What you need to do:
1. Using the Galway trolley figures article, answer these:
(a) How many patients were on trolleys or chairs at UHG between January and the end of December 2018?
(b) In which town is Portiuncula Hospital?
(c) At what time each morning do INMO members do their count?
2. Reproduce word for word the passage of the Galway trolley figures article between "UHG had the" and "a free bed.", inclusive.
3. What does the Galway trolley figures article report? Summarize it in two sentences.

Document excerpt:

Connacht Tribune
Galway trolley figures hit new high
More than 8,750 patients were forced to wait on trolleys and chairs in University Hospital Galway and Portiuncula Hospital in 2018 – a figure that has jumped by almost one fifth in just two years.
Figures from the Irish Nurses and Midwives Organisation – which records the ‘Trolley and Ward Watch’ numbers at every public hospital in the country – show that between January and the end of December 2018, there were 7,452 patients on trolleys or chairs at UHG.
That figure is up 13.5% on 2017, when it stood at 6,563.
UHG had the third-worst trolley rate in the Republic of Ireland – behind University Hospital limerick at 11,437 and Cork UH at 9,135.
Nationally, there were 108,227 counted on trolleys in 2018 – up 9.3% on the 98,981 recorded in 2017.
In Portiuncula Hospital in Ballinasloe, there were 1,302 patients on trolleys in 2018, down 17% from 1,569 in 2017.
Overall between the two hospitals, there were 8,754 patients left on trolleys – up 7.6% from 8,132 in 2017 and up around 19% from 7,376 in 2016.
Every morning at 8am, INMO members count how many patients are waiting in the Emergency Department for a bed and how many are waiting in wards elsewhere in the hospital. The INMO Trolley Watch counts the number of patients who have been admitted to acute hospitals, but who are waiting for a free bed.
These patients are often being treated on trolleys in corridors, but they may also be on chairs, in waiting rooms, or wherever there is space.

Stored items

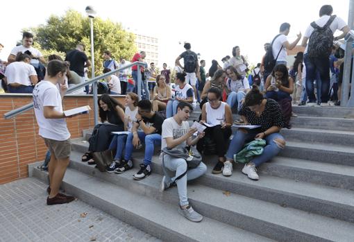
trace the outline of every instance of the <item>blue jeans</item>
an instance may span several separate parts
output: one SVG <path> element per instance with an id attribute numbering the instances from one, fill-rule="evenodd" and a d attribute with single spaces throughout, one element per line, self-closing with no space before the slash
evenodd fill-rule
<path id="1" fill-rule="evenodd" d="M 283 99 L 289 99 L 289 100 L 292 99 L 292 96 L 290 96 L 289 94 L 288 94 L 287 92 L 283 92 L 283 91 L 267 92 L 266 97 L 267 98 L 273 99 L 273 100 L 276 101 L 277 102 L 280 100 L 283 100 Z"/>
<path id="2" fill-rule="evenodd" d="M 327 103 L 330 99 L 330 62 L 327 58 L 303 56 L 306 67 L 306 92 L 310 103 L 316 102 L 314 81 L 317 87 L 317 101 Z"/>
<path id="3" fill-rule="evenodd" d="M 166 105 L 166 117 L 171 118 L 177 112 L 177 105 L 180 102 L 177 100 L 170 100 Z"/>
<path id="4" fill-rule="evenodd" d="M 233 155 L 242 150 L 244 144 L 254 139 L 255 135 L 259 132 L 261 132 L 259 129 L 251 130 L 248 131 L 247 133 L 238 130 L 230 143 L 228 150 L 226 153 L 226 158 L 228 159 L 233 159 Z M 260 155 L 255 156 L 251 160 L 251 162 L 253 162 L 255 166 L 258 166 L 262 163 L 271 160 L 283 148 L 279 147 L 274 141 L 276 139 L 284 140 L 283 137 L 280 133 L 276 132 L 271 134 L 264 139 L 266 140 L 267 144 L 264 146 L 263 153 Z"/>
<path id="5" fill-rule="evenodd" d="M 237 111 L 239 111 L 242 106 L 241 101 L 244 98 L 245 96 L 246 93 L 243 91 L 239 91 L 237 93 L 235 92 L 231 92 L 230 94 L 228 94 L 226 103 L 230 108 L 233 108 L 233 106 L 237 103 Z"/>
<path id="6" fill-rule="evenodd" d="M 120 160 L 123 157 L 123 150 L 126 146 L 127 135 L 115 135 L 110 144 L 109 150 L 117 148 L 115 160 Z"/>
<path id="7" fill-rule="evenodd" d="M 17 87 L 11 87 L 10 85 L 8 86 L 8 92 L 17 94 L 31 94 L 33 92 L 33 87 L 21 85 Z"/>
<path id="8" fill-rule="evenodd" d="M 187 196 L 187 181 L 198 178 L 203 175 L 207 171 L 207 167 L 204 163 L 201 162 L 198 166 L 194 168 L 187 169 L 185 159 L 181 158 L 175 158 L 169 155 L 164 155 L 164 166 L 170 171 L 176 171 L 176 175 L 170 178 L 170 182 L 175 182 L 178 190 L 178 196 L 180 198 L 180 205 L 185 206 L 189 204 Z M 176 180 L 178 176 L 183 174 L 187 171 L 186 175 L 180 179 Z M 168 177 L 167 174 L 165 174 Z"/>
<path id="9" fill-rule="evenodd" d="M 161 135 L 159 134 L 146 135 L 143 131 L 137 131 L 137 136 L 139 139 L 140 139 L 140 142 L 145 144 L 145 155 L 143 163 L 144 165 L 149 165 L 151 163 L 154 147 L 161 146 Z M 126 139 L 126 153 L 124 155 L 125 160 L 131 159 L 133 148 L 133 133 L 130 132 Z"/>

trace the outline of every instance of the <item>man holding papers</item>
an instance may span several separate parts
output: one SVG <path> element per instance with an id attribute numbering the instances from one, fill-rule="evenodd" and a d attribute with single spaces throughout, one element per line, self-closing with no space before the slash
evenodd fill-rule
<path id="1" fill-rule="evenodd" d="M 232 162 L 234 155 L 243 148 L 245 143 L 254 139 L 265 139 L 266 146 L 262 155 L 255 156 L 242 169 L 242 173 L 248 178 L 257 180 L 260 178 L 256 167 L 271 159 L 285 146 L 285 141 L 279 133 L 284 126 L 282 110 L 277 102 L 264 98 L 254 85 L 246 95 L 244 104 L 239 114 L 245 124 L 260 127 L 253 129 L 239 128 L 230 144 L 226 161 Z"/>
<path id="2" fill-rule="evenodd" d="M 75 198 L 59 193 L 59 187 L 69 162 L 71 143 L 62 112 L 62 98 L 56 85 L 63 85 L 67 65 L 60 60 L 48 63 L 47 76 L 33 89 L 33 107 L 40 135 L 51 152 L 49 165 L 50 184 L 47 189 L 47 205 L 72 202 Z"/>

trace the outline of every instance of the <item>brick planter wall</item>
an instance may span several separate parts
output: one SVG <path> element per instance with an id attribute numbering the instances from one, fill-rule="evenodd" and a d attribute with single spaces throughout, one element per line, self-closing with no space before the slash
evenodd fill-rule
<path id="1" fill-rule="evenodd" d="M 123 103 L 124 96 L 116 97 Z M 33 110 L 15 118 L 5 119 L 3 114 L 32 101 L 31 94 L 0 95 L 0 184 L 28 177 L 27 164 L 44 159 L 47 147 L 38 135 L 38 126 Z M 65 110 L 90 105 L 88 114 L 67 119 L 71 139 L 82 136 L 82 130 L 94 126 L 92 95 L 69 95 L 64 98 Z"/>

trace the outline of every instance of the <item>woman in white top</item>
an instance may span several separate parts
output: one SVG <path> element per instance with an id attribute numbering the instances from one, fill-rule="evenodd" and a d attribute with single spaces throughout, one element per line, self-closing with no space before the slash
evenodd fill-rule
<path id="1" fill-rule="evenodd" d="M 178 73 L 176 78 L 176 94 L 174 100 L 167 102 L 166 107 L 166 116 L 170 118 L 177 112 L 177 105 L 179 102 L 183 101 L 192 104 L 193 108 L 196 107 L 196 99 L 194 96 L 193 87 L 185 83 L 185 73 Z"/>
<path id="2" fill-rule="evenodd" d="M 226 173 L 230 170 L 230 168 L 226 168 L 230 166 L 229 166 L 229 162 L 225 162 L 225 154 L 228 150 L 228 140 L 232 133 L 233 116 L 231 108 L 226 103 L 220 101 L 221 97 L 221 91 L 217 87 L 212 87 L 208 92 L 208 101 L 203 105 L 201 123 L 207 123 L 212 127 L 205 129 L 205 136 L 198 141 L 196 148 L 199 152 L 204 150 L 205 155 L 205 153 L 208 151 L 205 139 L 214 140 L 219 159 L 212 173 L 221 173 L 223 172 L 225 164 L 226 168 L 223 174 L 230 175 L 229 172 Z"/>
<path id="3" fill-rule="evenodd" d="M 105 68 L 103 69 L 103 74 L 110 72 L 110 69 Z M 121 94 L 121 82 L 116 75 L 110 75 L 110 76 L 106 77 L 106 80 L 107 81 L 108 87 L 110 89 L 110 94 L 118 95 Z"/>
<path id="4" fill-rule="evenodd" d="M 164 75 L 156 76 L 156 84 L 153 87 L 153 112 L 166 110 L 167 102 L 171 98 L 171 88 L 166 84 L 166 77 Z"/>
<path id="5" fill-rule="evenodd" d="M 19 52 L 16 55 L 16 62 L 6 67 L 5 77 L 9 92 L 32 93 L 38 78 L 35 68 L 30 62 L 31 57 L 28 55 Z"/>
<path id="6" fill-rule="evenodd" d="M 228 77 L 226 87 L 230 91 L 226 103 L 231 108 L 237 104 L 239 111 L 246 94 L 251 89 L 248 80 L 246 77 L 241 76 L 233 66 L 226 68 L 226 75 Z"/>
<path id="7" fill-rule="evenodd" d="M 139 98 L 134 92 L 128 92 L 126 95 L 126 111 L 124 114 L 124 130 L 131 132 L 133 123 L 137 121 L 137 103 Z M 117 153 L 113 162 L 106 171 L 113 173 L 120 164 L 123 157 L 123 150 L 126 147 L 128 135 L 116 135 L 110 143 L 109 150 L 117 148 Z"/>

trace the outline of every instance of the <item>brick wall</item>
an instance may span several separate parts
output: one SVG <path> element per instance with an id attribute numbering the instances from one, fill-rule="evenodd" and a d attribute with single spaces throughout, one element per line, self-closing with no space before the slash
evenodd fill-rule
<path id="1" fill-rule="evenodd" d="M 123 97 L 117 98 L 121 103 Z M 15 118 L 5 119 L 3 114 L 32 101 L 31 95 L 0 95 L 0 184 L 28 177 L 27 164 L 44 159 L 47 148 L 38 135 L 38 126 L 33 110 Z M 93 110 L 91 95 L 65 96 L 63 109 L 90 105 Z M 94 112 L 67 119 L 71 139 L 82 136 L 82 130 L 93 128 Z"/>

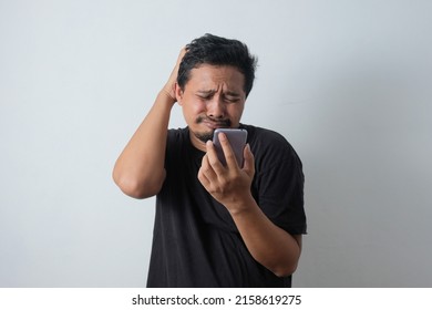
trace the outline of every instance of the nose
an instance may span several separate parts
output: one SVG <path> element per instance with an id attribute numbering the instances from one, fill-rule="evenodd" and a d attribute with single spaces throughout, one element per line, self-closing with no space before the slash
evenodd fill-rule
<path id="1" fill-rule="evenodd" d="M 216 120 L 224 118 L 226 115 L 225 104 L 219 96 L 214 96 L 207 103 L 207 116 Z"/>

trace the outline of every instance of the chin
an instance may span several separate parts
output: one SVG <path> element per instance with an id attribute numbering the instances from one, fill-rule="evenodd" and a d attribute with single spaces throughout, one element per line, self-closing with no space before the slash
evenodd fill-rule
<path id="1" fill-rule="evenodd" d="M 194 132 L 193 134 L 200 141 L 200 142 L 204 142 L 206 143 L 207 141 L 209 140 L 213 140 L 213 133 L 215 131 L 208 131 L 208 132 Z"/>

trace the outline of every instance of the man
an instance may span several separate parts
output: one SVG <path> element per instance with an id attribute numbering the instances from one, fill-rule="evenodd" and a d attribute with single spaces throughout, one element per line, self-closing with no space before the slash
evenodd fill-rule
<path id="1" fill-rule="evenodd" d="M 245 44 L 212 34 L 182 50 L 167 83 L 119 157 L 113 178 L 156 195 L 147 287 L 290 287 L 306 234 L 301 162 L 279 134 L 240 124 L 255 79 Z M 167 130 L 177 102 L 187 126 Z M 248 131 L 238 166 L 219 127 Z"/>

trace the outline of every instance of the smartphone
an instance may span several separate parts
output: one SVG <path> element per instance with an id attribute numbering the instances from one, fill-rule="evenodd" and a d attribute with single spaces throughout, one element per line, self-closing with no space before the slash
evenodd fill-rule
<path id="1" fill-rule="evenodd" d="M 233 148 L 234 155 L 236 156 L 237 164 L 241 168 L 243 167 L 243 149 L 246 145 L 247 140 L 247 131 L 240 128 L 217 128 L 213 134 L 213 144 L 215 145 L 217 157 L 220 163 L 226 166 L 226 159 L 224 155 L 224 151 L 222 149 L 222 145 L 219 142 L 219 133 L 224 133 L 229 144 Z"/>

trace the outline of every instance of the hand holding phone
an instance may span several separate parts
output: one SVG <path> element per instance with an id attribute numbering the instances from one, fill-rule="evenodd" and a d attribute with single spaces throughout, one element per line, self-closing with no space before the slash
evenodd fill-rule
<path id="1" fill-rule="evenodd" d="M 247 131 L 246 130 L 240 130 L 240 128 L 217 128 L 215 130 L 215 133 L 213 135 L 213 144 L 215 145 L 216 148 L 216 154 L 217 157 L 219 158 L 220 163 L 226 166 L 226 158 L 224 155 L 224 151 L 220 145 L 219 141 L 219 133 L 224 133 L 226 137 L 228 138 L 228 142 L 233 148 L 234 155 L 237 159 L 238 166 L 241 168 L 243 167 L 243 151 L 246 145 L 246 140 L 247 140 Z"/>

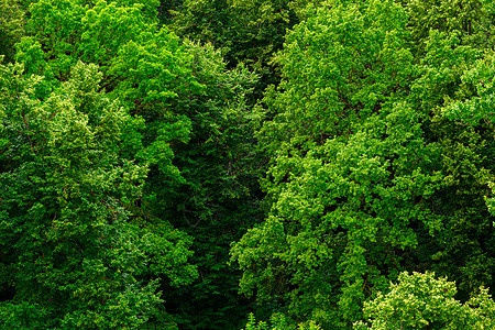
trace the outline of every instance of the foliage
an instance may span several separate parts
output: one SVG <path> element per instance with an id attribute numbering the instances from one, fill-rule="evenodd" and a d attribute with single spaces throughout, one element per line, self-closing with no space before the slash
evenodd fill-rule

Solutions per task:
1.
(a) 7,452
(b) Ballinasloe
(c) 8am

2.
UHG had the third-worst trolley rate in the Republic of Ireland – behind University Hospital limerick at 11,437 and Cork UH at 9,135.
Nationally, there were 108,227 counted on trolleys in 2018 – up 9.3% on the 98,981 recorded in 2017.
In Portiuncula Hospital in Ballinasloe, there were 1,302 patients on trolleys in 2018, down 17% from 1,569 in 2017.
Overall between the two hospitals, there were 8,754 patients left on trolleys – up 7.6% from 8,132 in 2017 and up around 19% from 7,376 in 2016.
Every morning at 8am, INMO members count how many patients are waiting in the Emergency Department for a bed and how many are waiting in wards elsewhere in the hospital. The INMO Trolley Watch counts the number of patients who have been admitted to acute hospitals, but who are waiting for a free bed.

3. More than 8,750 patients waited on trolleys and chairs at University Hospital Galway and Portiuncula Hospital in 2018, almost one fifth more than two years earlier. UHG alone had 7,452, up 13.5% on 2017 and the third-worst trolley rate in the Republic of Ireland, according to the INMO, whose members count admitted patients waiting for a bed every morning at 8am.